→ Reading passage
■ ■ ■ ■ ■
Updated June 23rd, 2020 at 22:51 IST

Iconic restaurants adapt to lockdown in SAmerica

Fine dining has been forced to reinvent itself in Latin America as social distancing measures prevent restaurants from serving clients in person. In Argentina, the Don Julio steakhouse ranked 34th on San Pellegrino's list of the world's top restaurants last year.

| Image:self
Advertisement

Fine dining has been forced to reinvent itself in Latin America as social distancing measures prevent restaurants from serving clients in person. In Argentina, the Don Julio steakhouse ranked 34th on San Pellegrino's list of the world's top restaurants last year.

Now it has become a butcher's shop that delivers cuts of organic beef to customers around Buenos Aires.

Chef Pablo Rivero says he prefers to sell raw cuts of his prized beef to stuffing his dishes into takeout boxes and compromising their quality. The butcher's business has helped him to avoid laying off staff.

The virus has punished the industry severely as sales plummet and restaurant owners are stuck with fixed costs like rent. That's prompted some places to reinvent themselves in order to stay afloat.

"This helps us to stretch our funds," Rivero said.

In Colombia, inside a refurbished colonial home, diners at Leo feasted on set menus of at least 12 courses.

A past menu included a thin slice of Pirarucu fish from the Amazon wrapped in its own skin and a bite-size portion of Caribbean duck stew, served on a purple corn tortilla and topped with edible flowers.

But dining at Leo has been banned since mid-March, when Colombia started to enforce social distancing measures. So chef Leonor Espinosa now uses her restaurant's kitchen to make takeout dishes like pork-belly tacos that are cheaper to make and easier to carry in cardboard boxes.

Espinosa, who has been forced to lay off about half of her staff, says "we've created a take-away brand that is more suited to the current needs of the market."
■ ■ ■ ■ ■
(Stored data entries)
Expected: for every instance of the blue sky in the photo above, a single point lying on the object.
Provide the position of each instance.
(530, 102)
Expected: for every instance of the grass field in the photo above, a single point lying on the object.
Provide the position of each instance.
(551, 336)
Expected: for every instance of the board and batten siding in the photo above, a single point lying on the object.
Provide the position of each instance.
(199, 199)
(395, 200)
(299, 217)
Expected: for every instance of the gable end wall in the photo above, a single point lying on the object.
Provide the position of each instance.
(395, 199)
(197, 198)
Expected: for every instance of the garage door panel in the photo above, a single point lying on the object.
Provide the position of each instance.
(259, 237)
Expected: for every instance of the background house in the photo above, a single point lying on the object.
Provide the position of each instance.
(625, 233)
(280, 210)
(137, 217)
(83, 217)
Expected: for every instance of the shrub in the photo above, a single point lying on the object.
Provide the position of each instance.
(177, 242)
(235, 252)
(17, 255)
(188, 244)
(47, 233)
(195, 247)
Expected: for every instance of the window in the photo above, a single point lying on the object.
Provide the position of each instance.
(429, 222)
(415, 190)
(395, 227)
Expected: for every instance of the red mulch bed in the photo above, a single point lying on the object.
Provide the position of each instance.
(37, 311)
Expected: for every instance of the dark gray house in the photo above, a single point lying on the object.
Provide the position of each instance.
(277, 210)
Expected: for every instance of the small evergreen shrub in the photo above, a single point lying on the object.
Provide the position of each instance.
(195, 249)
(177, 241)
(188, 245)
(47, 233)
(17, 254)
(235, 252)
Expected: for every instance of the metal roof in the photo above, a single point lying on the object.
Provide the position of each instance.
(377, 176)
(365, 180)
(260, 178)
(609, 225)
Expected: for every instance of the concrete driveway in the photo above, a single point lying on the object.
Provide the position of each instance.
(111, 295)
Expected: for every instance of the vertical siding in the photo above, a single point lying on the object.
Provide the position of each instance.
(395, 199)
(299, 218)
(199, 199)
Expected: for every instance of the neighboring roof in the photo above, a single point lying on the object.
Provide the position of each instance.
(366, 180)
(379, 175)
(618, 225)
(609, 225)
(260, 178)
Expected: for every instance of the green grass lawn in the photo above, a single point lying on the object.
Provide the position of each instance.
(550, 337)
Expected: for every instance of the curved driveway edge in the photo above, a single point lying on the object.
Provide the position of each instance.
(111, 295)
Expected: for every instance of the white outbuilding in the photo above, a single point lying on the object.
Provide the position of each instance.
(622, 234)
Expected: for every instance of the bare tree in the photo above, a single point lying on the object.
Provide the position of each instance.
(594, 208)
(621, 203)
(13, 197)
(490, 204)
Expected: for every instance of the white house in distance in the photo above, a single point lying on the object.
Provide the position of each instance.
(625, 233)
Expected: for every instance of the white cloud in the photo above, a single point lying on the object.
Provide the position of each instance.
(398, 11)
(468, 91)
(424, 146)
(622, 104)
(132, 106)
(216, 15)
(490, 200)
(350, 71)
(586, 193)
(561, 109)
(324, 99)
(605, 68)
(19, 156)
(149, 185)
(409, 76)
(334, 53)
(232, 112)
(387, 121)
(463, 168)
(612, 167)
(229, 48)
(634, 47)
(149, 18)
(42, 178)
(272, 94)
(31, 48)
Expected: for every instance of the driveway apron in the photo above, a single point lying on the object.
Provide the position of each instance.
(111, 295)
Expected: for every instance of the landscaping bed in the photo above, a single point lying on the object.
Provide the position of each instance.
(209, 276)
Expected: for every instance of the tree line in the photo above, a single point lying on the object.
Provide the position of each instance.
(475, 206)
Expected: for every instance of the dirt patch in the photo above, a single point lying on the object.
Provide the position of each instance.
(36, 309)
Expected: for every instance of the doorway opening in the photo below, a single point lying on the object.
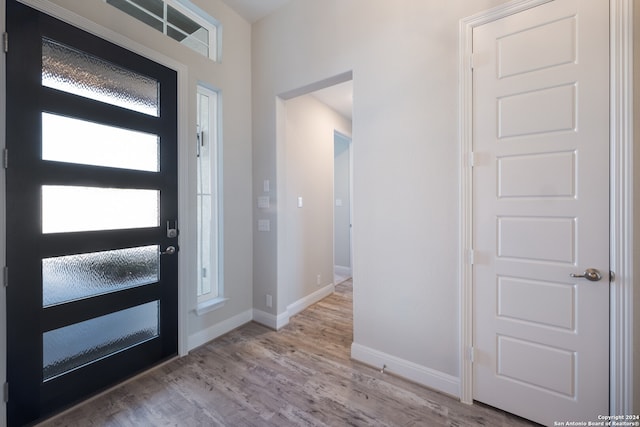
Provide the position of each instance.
(309, 121)
(342, 190)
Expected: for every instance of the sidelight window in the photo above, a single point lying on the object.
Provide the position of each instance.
(209, 276)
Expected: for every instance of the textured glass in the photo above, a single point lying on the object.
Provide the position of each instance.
(67, 209)
(77, 141)
(73, 277)
(77, 345)
(205, 203)
(76, 72)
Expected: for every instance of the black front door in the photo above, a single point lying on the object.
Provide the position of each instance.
(91, 204)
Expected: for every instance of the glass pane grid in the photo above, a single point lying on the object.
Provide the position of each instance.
(80, 344)
(199, 37)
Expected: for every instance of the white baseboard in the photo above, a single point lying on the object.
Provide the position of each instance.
(427, 377)
(270, 320)
(342, 270)
(276, 322)
(219, 329)
(311, 299)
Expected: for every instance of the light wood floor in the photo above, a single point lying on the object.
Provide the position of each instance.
(299, 376)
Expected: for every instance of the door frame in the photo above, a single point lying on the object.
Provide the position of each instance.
(621, 197)
(187, 224)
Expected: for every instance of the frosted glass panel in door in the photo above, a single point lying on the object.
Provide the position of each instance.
(69, 209)
(73, 71)
(73, 277)
(79, 344)
(65, 139)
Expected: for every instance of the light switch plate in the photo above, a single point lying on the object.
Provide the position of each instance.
(263, 202)
(264, 225)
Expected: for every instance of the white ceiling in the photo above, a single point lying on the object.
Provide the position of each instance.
(254, 10)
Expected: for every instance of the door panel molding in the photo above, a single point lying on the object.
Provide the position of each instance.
(621, 203)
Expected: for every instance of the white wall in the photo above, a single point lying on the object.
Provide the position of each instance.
(305, 234)
(342, 212)
(636, 208)
(233, 78)
(403, 56)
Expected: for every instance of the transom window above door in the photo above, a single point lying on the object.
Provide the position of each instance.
(179, 19)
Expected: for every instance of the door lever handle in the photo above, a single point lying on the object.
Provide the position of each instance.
(169, 251)
(591, 274)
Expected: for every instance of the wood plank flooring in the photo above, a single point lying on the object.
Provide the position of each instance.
(299, 376)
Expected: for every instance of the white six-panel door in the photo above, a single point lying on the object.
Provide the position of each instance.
(541, 211)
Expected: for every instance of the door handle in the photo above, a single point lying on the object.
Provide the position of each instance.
(591, 274)
(169, 251)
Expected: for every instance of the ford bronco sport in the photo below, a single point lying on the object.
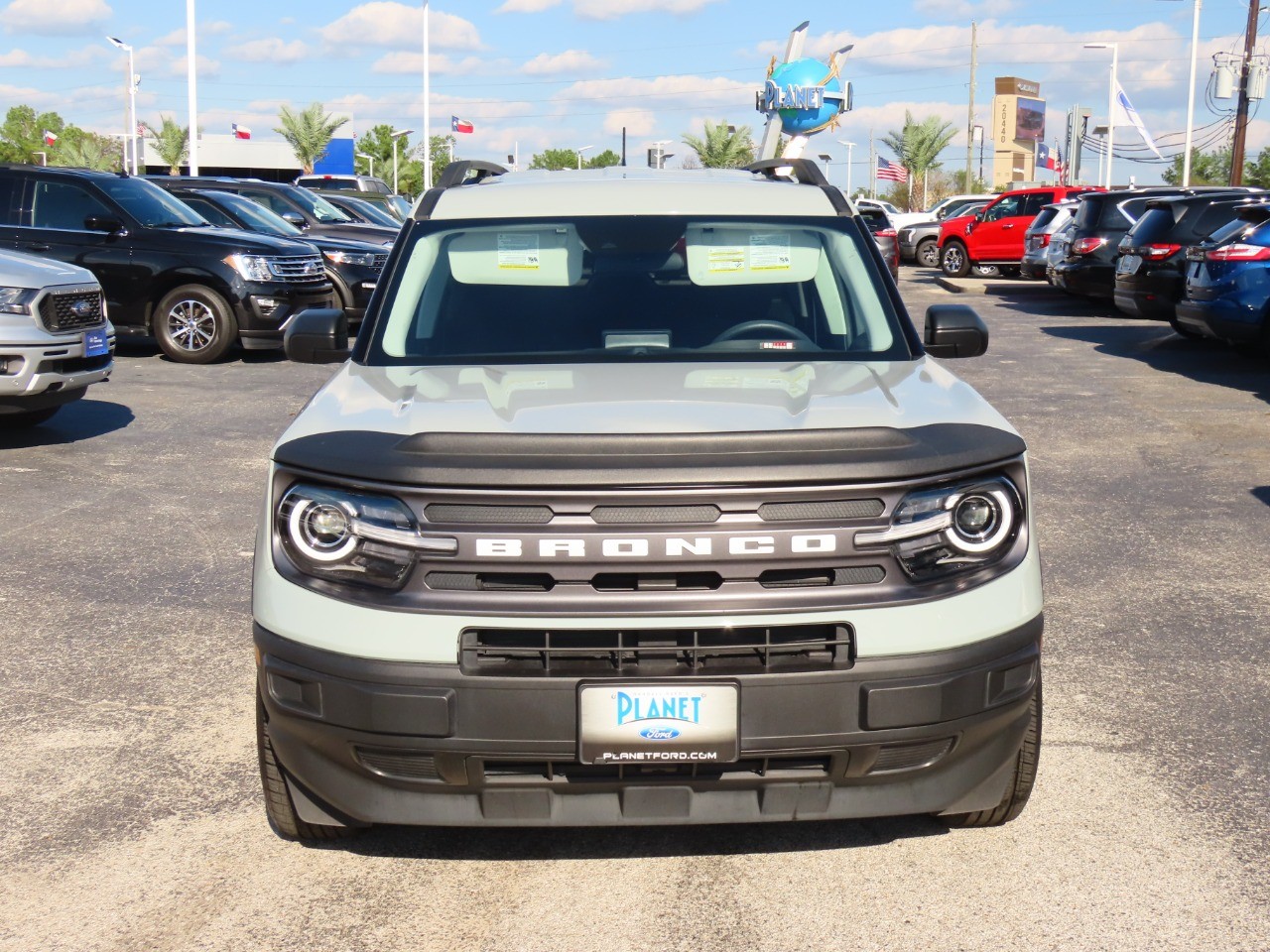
■ ■ ■ ■ ■
→ Things to do
a – Decide whether each statement below agrees with the article on South American restaurants adapting to lockdown, answering yes or no and quoting the deciding words: (i) The Don Julio steakhouse ranked 34th on San Pellegrino's list of the world's top restaurants last year. (ii) Chef Pablo Rivero has had to lay off staff. (iii) Dining at Leo has been banned since mid-April.
b – Continue the article on South American restaurants adapting to lockdown, starting after its final sentence.

→ Written answers
a –
(i) Yes: "the Don Julio steakhouse ranked 34th on San Pellegrino's list of the world's top restaurants last year."
(ii) No: "The butcher's business has helped him to avoid laying off staff."
(iii) No: "But dining at Leo has been banned since mid-March, when Colombia started to enforce social distancing measures."

b –
Some famous restaurants have had to cease operations altogether while they ride out the storm.

Elsewhere in Latin America, where the market economy prevails, many restaurants are going under.

Guillermo Gomez, the director of Colombia's restaurant association, says that by the end of May, 27,000 of the country's 90,000 restaurants had shut down for good as they struggled to  pay rent, salaries and public services with little income. Gomez said that sales from takeout have failed to make up for revenue lost from in-person service.

Restaurants have also struggled to secure loans as the government provides little clarity on when they will be able to host customers again, or under which rules.

Those with some savings continue to soldier on with smaller staff, while elite eateries prepare for a more austere future.

Espinosa says that she might be "less rigid" when her restaurant can once again resume in-person service, and may offer a la carte options along with her elaborate tasting menu.

But she says she will continue to make experimental dishes with exotic ingredients from remote corners of Colombia. "We will continue to connect people with territories."